Requirement => Reproduce word for word the part of the items below that begins with the line containing "point_to annotates the flying" and ends with the line containing "Target: bunch of green grapes", both of those lines included.

Provided material =>
* Begin *

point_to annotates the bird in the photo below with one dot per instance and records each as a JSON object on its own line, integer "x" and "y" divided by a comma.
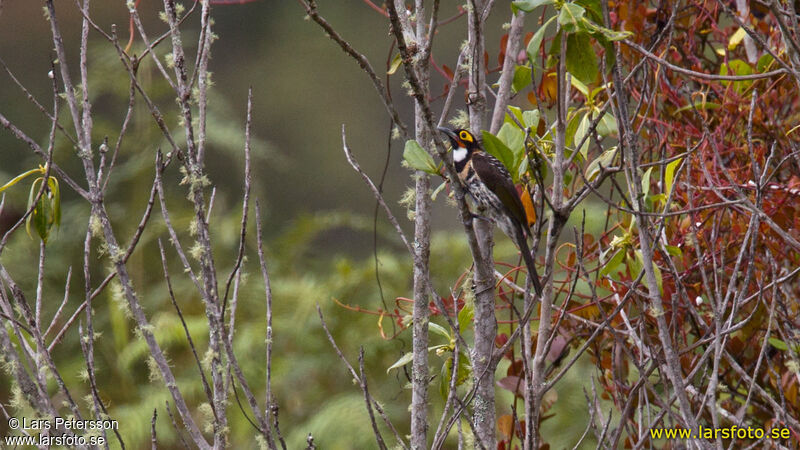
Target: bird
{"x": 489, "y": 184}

* End *
* Begin *

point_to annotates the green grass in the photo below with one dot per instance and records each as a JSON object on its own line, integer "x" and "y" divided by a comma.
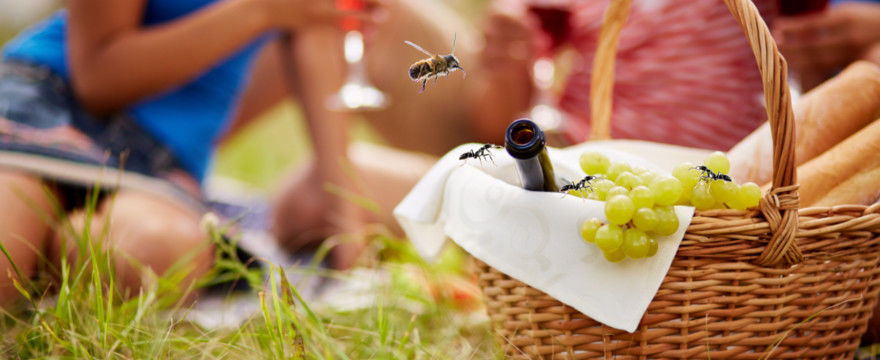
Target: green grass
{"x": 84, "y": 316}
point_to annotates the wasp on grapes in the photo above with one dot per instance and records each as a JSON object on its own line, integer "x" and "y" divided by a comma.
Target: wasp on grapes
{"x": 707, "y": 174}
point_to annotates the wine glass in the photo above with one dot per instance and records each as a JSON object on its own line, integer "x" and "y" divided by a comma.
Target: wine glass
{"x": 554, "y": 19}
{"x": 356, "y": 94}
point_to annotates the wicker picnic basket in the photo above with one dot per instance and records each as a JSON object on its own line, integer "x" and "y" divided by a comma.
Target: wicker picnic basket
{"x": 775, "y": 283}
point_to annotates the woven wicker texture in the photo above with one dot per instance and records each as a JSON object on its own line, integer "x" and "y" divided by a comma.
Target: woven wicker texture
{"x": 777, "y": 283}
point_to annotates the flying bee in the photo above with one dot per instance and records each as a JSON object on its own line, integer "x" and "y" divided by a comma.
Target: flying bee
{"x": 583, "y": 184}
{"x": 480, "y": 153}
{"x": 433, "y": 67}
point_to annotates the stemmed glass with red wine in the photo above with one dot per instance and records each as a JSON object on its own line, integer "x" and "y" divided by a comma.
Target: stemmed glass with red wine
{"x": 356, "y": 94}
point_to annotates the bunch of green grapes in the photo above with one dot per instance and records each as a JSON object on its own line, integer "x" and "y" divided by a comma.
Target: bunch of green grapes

* End *

Correct answer =>
point_to annotates the flying bee in the photo above with one dot per instance and records each as a JSON object on its own line, integer "x" and "y" divided by a comma.
Target: flying bee
{"x": 583, "y": 184}
{"x": 480, "y": 153}
{"x": 433, "y": 67}
point_to annotates the stemmed glass with red wine in the photo above with one dot per instance and records each as a JSON object on its own line, integer "x" and "y" divided by a comma.
Target: stemmed glass with red wine
{"x": 356, "y": 94}
point_to annotates the bunch of green grapes in the photo above with one dot per instance and records each as a JSON object on its own line, integer "x" and "y" divided by a comma.
Target: bunch of green grapes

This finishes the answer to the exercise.